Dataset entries
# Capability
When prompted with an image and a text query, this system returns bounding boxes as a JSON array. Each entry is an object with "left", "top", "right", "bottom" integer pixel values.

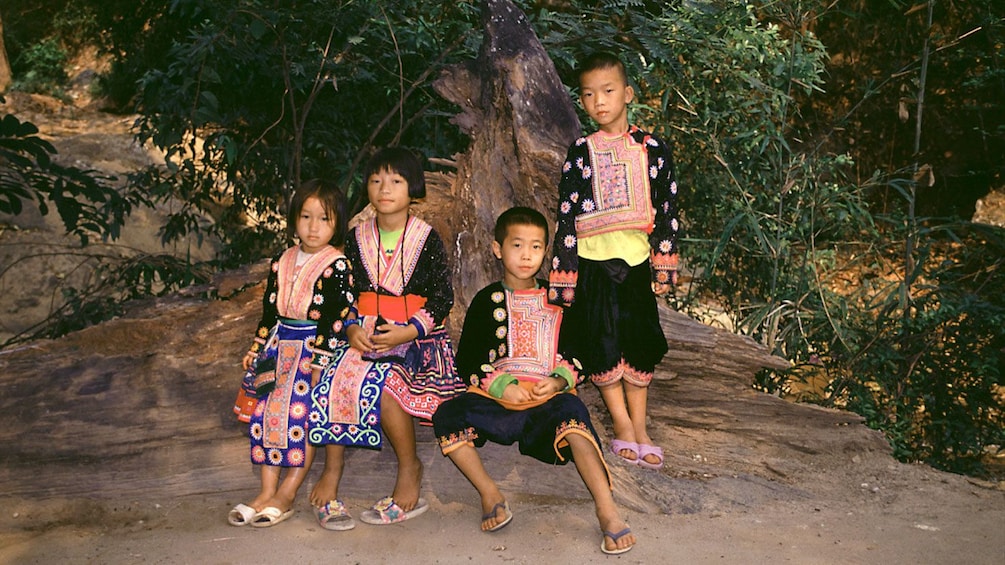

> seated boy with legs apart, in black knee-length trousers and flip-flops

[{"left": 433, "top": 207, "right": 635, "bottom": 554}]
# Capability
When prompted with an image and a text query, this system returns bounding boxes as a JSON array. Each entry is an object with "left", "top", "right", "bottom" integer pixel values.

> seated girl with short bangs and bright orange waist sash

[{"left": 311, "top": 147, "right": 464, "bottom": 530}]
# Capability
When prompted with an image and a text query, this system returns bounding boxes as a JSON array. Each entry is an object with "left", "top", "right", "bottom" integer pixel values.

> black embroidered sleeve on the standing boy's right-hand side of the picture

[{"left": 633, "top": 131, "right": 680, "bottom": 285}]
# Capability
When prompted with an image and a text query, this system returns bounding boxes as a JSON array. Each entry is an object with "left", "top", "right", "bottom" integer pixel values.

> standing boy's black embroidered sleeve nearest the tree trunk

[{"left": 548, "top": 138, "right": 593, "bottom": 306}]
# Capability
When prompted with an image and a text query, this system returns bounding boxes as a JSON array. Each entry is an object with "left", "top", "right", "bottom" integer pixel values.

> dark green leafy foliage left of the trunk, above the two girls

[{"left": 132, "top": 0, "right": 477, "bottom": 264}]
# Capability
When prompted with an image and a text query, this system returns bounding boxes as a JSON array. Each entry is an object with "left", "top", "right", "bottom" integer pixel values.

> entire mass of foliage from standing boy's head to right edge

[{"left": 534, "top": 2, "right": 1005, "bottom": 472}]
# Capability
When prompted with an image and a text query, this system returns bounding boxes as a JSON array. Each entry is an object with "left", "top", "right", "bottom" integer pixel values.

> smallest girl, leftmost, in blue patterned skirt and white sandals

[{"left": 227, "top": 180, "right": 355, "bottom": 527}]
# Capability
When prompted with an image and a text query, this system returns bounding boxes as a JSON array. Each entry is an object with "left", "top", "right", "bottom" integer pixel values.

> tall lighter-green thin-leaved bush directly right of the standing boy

...

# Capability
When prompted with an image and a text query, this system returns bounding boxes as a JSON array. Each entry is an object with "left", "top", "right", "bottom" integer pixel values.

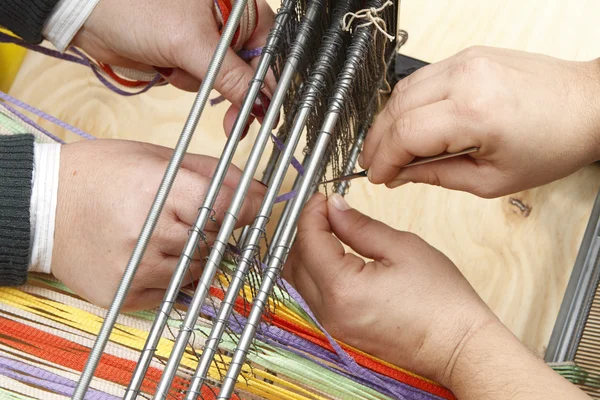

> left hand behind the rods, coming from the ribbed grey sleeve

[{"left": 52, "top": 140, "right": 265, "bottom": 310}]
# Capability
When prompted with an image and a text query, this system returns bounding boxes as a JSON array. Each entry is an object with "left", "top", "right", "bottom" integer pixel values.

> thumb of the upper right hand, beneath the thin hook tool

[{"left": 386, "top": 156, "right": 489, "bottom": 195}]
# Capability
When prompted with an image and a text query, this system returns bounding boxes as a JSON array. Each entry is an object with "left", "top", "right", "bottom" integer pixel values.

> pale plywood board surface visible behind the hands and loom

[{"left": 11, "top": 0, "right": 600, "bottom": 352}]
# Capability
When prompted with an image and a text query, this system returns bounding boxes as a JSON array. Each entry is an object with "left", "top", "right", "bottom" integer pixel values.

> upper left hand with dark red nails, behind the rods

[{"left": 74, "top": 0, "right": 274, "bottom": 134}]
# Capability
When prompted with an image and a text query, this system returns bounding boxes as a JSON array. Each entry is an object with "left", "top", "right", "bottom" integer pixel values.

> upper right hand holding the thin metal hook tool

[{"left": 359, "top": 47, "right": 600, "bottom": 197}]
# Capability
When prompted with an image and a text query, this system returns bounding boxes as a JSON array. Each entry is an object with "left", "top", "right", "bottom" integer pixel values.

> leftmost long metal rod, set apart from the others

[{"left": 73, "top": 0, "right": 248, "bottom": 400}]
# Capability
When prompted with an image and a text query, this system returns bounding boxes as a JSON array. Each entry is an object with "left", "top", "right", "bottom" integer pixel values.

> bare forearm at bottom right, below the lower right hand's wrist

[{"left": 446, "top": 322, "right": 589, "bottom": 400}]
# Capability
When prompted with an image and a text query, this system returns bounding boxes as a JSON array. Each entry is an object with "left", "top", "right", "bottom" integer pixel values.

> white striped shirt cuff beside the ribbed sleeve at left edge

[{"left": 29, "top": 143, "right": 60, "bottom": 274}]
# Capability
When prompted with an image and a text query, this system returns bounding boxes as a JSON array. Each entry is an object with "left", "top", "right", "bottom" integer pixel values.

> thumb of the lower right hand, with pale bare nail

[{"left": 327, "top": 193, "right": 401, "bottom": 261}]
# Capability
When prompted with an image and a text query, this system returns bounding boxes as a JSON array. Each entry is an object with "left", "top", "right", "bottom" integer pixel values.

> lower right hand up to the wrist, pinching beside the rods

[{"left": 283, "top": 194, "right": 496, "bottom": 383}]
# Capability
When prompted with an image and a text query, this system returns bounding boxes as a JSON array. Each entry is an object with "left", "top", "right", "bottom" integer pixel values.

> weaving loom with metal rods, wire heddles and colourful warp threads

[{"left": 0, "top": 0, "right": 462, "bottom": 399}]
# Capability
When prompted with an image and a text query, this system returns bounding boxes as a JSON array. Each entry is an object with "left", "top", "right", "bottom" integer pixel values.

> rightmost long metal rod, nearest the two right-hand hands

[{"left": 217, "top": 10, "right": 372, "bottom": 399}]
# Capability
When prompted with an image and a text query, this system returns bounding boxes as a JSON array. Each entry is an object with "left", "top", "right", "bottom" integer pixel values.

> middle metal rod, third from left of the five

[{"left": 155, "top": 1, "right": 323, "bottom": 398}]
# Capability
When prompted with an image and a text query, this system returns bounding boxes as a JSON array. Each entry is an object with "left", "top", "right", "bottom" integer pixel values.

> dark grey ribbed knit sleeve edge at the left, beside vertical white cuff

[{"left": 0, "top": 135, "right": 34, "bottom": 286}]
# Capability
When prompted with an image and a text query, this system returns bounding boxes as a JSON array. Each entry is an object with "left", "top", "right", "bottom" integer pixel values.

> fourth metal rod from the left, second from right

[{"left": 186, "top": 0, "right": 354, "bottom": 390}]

**What you are asked to do**
Set down only the lines above that fall between the line holding "to right edge" and the line holding "of the standing boy", inclusive, keeping each exact.

**Your response**
> entire mass of foliage from standing boy's head to right edge

[{"left": 534, "top": 2, "right": 1005, "bottom": 472}]
# Capability
When prompted with an image and a text query, this system returns bounding boxes as a JSON array. Each entry is an object with "left", "top", "right", "bottom" integer pixel values.

> smallest girl, leftmost, in blue patterned skirt and white sandals

[{"left": 227, "top": 180, "right": 355, "bottom": 527}]
# Capability
When prompted with an image and a text query, this system returns bounding boxes as a JSON array. Each entry is an object with "left", "top", "right", "bottom" integer pixel values.

> tall lighter-green thin-leaved bush directly right of the standing boy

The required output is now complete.